- Text shown -
Segment Open

Agentic and Multi-Agent Systems

What blocks scaling from language models to autonomous agents?

If large language models excel at next-token prediction, why do they struggle with long-horizon goal-oriented tasks? This explores whether the bottleneck is model capacity or the environments used to train them.

Note · 2026-05-03 · sourced from Action Models

Nex-N1's diagnosis is that the LLM-to-agent transition is blocked by a misalignment between LLM pretraining (myopic next-token prediction) and the long-horizon goal-oriented nature of agentic tasks — and that bridging this requires not better models but a new scale of interactive environments. Scarcity of diverse environments leaves models as "System 1" responders without "System 2" rigor; lack of realistic grounding produces hallucinated tool use and brittle error recovery.

The structural claim is that environments must scale on three orthogonal dimensions, and a deficit on any one ruins the resulting policy. Complexity comes from agent hierarchies — NexAU is a lightweight high-throughput runtime that decouples agent definition from execution, treating sub-agents and tools as interchangeable functional units in a recursive ReAct-like architecture. Diversity comes from automated synthesis — NexA4A generates diverse agent architectures and workflows from natural-language specifications rather than human-designed templates, breaking the dependency on hand-built environments. Fidelity comes from grounding — NexGAP integrates real Model Context Protocol (MCP) tools and information fusion, generating trajectories rooted in authentic latency, stochasticity, and feedback loops.

Segment Closed

- Your tasks -
1/ List the dimensions along which, according to the note on agentic systems, environments must scale.
2/ In the note on agentic systems, what does NexA4A generate diverse agent architectures and workflows from?
3/ Quote the passage of the note on agentic systems that starts at "Agentic and Multi-Agent" and ends at "brittle error recovery.".

- Supplied records -
Segment Open

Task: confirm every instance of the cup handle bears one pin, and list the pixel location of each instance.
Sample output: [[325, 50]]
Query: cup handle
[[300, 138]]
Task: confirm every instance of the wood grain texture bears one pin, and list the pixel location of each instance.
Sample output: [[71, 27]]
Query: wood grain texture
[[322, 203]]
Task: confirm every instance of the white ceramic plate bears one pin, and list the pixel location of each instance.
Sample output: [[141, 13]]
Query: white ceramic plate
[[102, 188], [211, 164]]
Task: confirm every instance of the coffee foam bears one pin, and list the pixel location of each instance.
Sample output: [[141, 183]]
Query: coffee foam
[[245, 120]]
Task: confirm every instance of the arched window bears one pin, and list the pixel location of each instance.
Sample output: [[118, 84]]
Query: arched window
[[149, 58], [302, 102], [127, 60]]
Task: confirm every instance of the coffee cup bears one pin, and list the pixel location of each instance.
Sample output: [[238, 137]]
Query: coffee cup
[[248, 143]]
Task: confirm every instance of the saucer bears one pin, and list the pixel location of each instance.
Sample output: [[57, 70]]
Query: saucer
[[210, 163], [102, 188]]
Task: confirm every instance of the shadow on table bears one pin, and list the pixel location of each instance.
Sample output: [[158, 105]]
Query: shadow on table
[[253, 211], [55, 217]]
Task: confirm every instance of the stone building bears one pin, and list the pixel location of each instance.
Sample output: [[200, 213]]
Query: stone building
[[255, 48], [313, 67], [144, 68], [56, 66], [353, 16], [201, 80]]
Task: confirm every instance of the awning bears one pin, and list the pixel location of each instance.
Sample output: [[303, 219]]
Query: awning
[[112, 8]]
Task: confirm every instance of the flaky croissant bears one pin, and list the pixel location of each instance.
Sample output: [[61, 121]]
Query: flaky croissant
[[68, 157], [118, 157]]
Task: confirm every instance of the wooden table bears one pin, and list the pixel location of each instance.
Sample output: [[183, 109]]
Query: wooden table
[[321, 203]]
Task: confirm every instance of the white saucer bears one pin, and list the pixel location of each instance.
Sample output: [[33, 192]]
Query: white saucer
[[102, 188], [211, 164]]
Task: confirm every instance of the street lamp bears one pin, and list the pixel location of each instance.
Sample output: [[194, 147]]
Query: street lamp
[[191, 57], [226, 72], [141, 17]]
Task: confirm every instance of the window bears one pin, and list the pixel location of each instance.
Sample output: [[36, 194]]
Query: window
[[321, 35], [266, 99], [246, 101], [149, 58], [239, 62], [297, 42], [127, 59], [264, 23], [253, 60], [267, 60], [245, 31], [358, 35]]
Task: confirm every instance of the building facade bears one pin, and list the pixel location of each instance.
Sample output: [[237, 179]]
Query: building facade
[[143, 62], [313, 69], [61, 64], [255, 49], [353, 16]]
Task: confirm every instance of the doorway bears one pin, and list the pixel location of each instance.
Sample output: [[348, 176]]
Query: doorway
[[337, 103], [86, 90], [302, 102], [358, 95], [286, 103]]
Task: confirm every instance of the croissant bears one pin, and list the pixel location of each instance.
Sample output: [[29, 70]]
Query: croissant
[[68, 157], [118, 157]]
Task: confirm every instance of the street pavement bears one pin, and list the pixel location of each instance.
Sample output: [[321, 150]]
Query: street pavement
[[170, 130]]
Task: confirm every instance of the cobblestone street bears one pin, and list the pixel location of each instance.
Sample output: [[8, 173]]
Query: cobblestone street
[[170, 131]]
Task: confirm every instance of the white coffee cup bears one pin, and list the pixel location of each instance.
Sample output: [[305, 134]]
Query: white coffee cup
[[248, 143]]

Segment Closed

- List of answers -
1/ Complexity, diversity, fidelity

2/ Natural-language specifications

3/
Agentic and Multi-Agent Systems

What blocks scaling from language models to autonomous agents?

If large language models excel at next-token prediction, why do they struggle with long-horizon goal-oriented tasks? This explores whether the bottleneck is model capacity or the environments used to train them.

Note · 2026-05-03 · sourced from Action Models

Nex-N1's diagnosis is that the LLM-to-agent transition is blocked by a misalignment between LLM pretraining (myopic next-token prediction) and the long-horizon goal-oriented nature of agentic tasks — and that bridging this requires not better models but a new scale of interactive environments. Scarcity of diverse environments leaves models as "System 1" responders without "System 2" rigor; lack of realistic grounding produces hallucinated tool use and brittle error recovery.